#### Deskripsi Tugas
Lanjutkan laporan diskusi tentang Baldatun Thayyibah di bawah ini, mulai setelah kalimat terakhir yang tercantum.

#### Teks Kutipan
= = = =
Membaca Ulang Baldatun Thayyibah: Pelajaran dari Andalusia hingga Pancasila

Membaca Ulang Baldatun Thayyibah: Pelajaran dari Andalusia hingga Pancasila

Dalam diskusi yang digelar dalam rangka Kajian Ramadan Pimpinan Wilayah Muhammadiyah (PWM) Jatim di Universitas Muhammadiyah Lamongan (UMLA), pada Sabtu (8/3/2025), tema “Baldah Thayyibah dalam Kondisi Terkini Dunia” dan “Baldah Thayyibah: Refleksi untuk Negeri” menjadi bahasan utama.

Acara ini menghadirkan dua pembicara terkemuka, yakni Hajriyanto Y. Thohari, MA (Duta Besar Indonesia untuk Libanon) dan Prof. Din Syamsuddin (Ketua Umum PP Muhammadiyah periode 2005-2015), yang mengulas konsep negeri yang ideal menurut perspektif Islam.

Dalam pemaparannya, Hajriyanto Y. Thohari mengupas makna “Baldatun Thayyibatun wa Rabbun Ghafur” dengan menyoroti era kejayaan Bani Umayyah. Ia menegaskan bahwa periode tersebut merupakan era “Baldatun Thayyibah” yang sempurna karena belum ada tandingannya dalam sejarah.

Ada tiga aspek penting yang harus dimiliki oleh sebuah negara agar dapat dikategorikan sebagai negeri yang baik dan makmur. Pertama, sistem pendidikan yang unggul,” katanya.

Dia lalu mencontohkan bagaimana Abdurrahman Ad-Dakhil, yang pada usia sembilan tahun harus melarikan diri dari pembersihan yang dilakukan oleh Bani Abbasiyah, akhirnya mendirikan kerajaan di Andalusia dengan sistem pendidikan yang maju.

“Hal ini dibuktikan dengan hadirnya universitas-universitas besar seperti Universitas Kordoba dan Sevilla yang menjadi pusat ilmu pengetahuan dunia saat itu,” terang Hajriyanto.

Kedua, sebut dia, sistem transportasi yang baik. Dia menekankan bahwa negara yang makmur harus memiliki infrastruktur transportasi yang memadai. Sebagai contoh, pada masa kejayaan Islam, sungai-sungai besar seperti Eufrat dan Tigris menjadi simbol kebersihan dan kemakmuran sebuah peradaban.

Dalam penyampaiannya, Hajriyanto juga mengutip firman Allah dalam Al-Qur’an yang menggambarkan kemakmuran kaum Saba’:

لَقَدۡ كَانَ لِسَبَإٖ فِي مَسۡكَنِهِمۡ ءَايَةٞ ۖ جَنَّتَانِ عَن يَمِينٖ وَشِمَالٖ ۖ كُلُواْ مِن رِّزۡقِ رَبِّكُمۡ وَٱشۡكُرُواْ لَهُۥ ۚ بَلۡدَةٞ طَيِّبَةٞ وَرَبٌّ غَفُور

“Sesungguhnya bagi kaum Saba’ ada tanda (kekuasaan Tuhan) di tempat kediaman mereka, yaitu dua buah kebun di sebelah kanan dan di sebelah kiri. (kepada mereka dikatakan), “Makanlah olehmu dari rezeki yang (dianugerahkan) Tuhan-mu dan bersyukurlah kamu kepada-Nya. (Negerimu) adalah negeri yang baik dan (Tuhan-mu) adalah Tuhan Yang Maha Pengampun”. (QS. Saba : 15)
= = = =
#### Cuplikan Materi
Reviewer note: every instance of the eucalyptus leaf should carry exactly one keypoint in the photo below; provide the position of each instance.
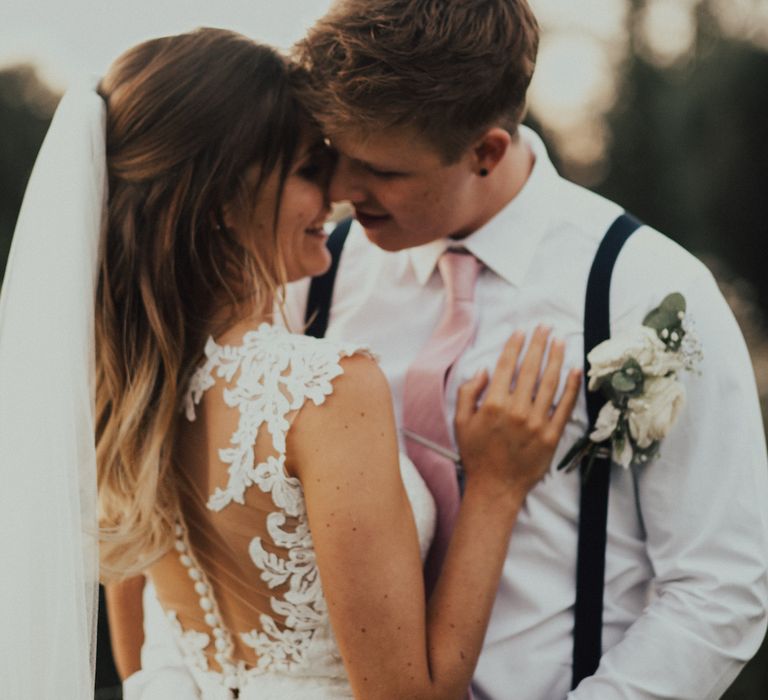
(574, 452)
(623, 383)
= = = =
#### Hasil Latihan
Suatu negeri hancur karena tidak bersyukur dan tak bersungguh-sungguh dalam memegang amanah dan kalau melakukan perbaikan.

فَأَعۡرَضُواْ فَأَرۡسَلۡنَا عَلَيۡهِمۡ سَيۡلَ ٱلۡعَرِمِ وَبَدَّلۡنَٰهُم بِجَنَّتَيۡهِمۡ جَنَّتَيۡنِ ذَوَاتَيۡ أُكُلٍ خَمۡطٖ وَأَثۡلٖ وَشَيۡءٖ مِّن سِدۡرٖ قَلِيلٖ

“Tetapi mereka berpaling, maka Kami datangkan kepada mereka banjir yang besar dan Kami ganti kedua kebun mereka dengan dua kebun yang ditumbuhi (pohon-pohon) yang berbuah pahit, pohon Aṡl dan sedikit dari pohon Sidr.” (QS. Saba :16)

Sementara itu, Din Syamsuddin menambahkan bahwa kaum Saba’ mengalami kehancuran akibat kesombongan dan sikap mereka yang tidak bersyukur.

“Mereka sombong karena memiliki fisik yang besar dan hanya hidup dalam kesenangan. Akibatnya, Allah mengirimkan angin yang menghancurkan negeri mereka,” katanya.

Menurut Din, negeri yang memiliki kekayaan melimpah tetapi juga memiliki sumber daya manusia yang berbudi luhur adalah cerminan Baldatun Thayyibah.

Dia mencontohkan negeri pada masa Nabi Sulaiman yang makmur berkat pembangunan yang baik serta kepemimpinan seorang nabi yang saleh dan adil.

“Berbeda dengan negeri yang hanya mengandalkan kekayaan alam tanpa nilai luhur dalam sumber daya manusianya, yang justru berujung pada kehancuran akibat berbagai bentuk penyimpangan dan kerusakan di berbagai sektor,” tandas Din.

Pancasila sebagai Landasan Baldatun Thayyibah

Dalam pembahasannya, Din Syamsuddin juga menyoroti Pancasila sebagai infrastruktur nilai yang telah mencakup seluruh konsep Baldatun Thayyibah.

Dia menegaskan bahwa Pancasila memiliki nilai-nilai ketuhanan hingga keadilan sosial, sehingga sangat layak dijadikan landasan dalam membangun negeri yang makmur dan beradab.

Namun, Din menyayangkan adanya penyimpangan yang menyebabkan nilai-nilai tersebut menjadi kabur.

“Penyimpangan ini bahkan sampai pada tahap peniadaan Tuhan dalam kehidupan berbangsa dan bernegara, serta ketidakadilan sosial yang semakin nyata dirasakan oleh masyarakat,” tegasnya. (slamet muliono redjosari)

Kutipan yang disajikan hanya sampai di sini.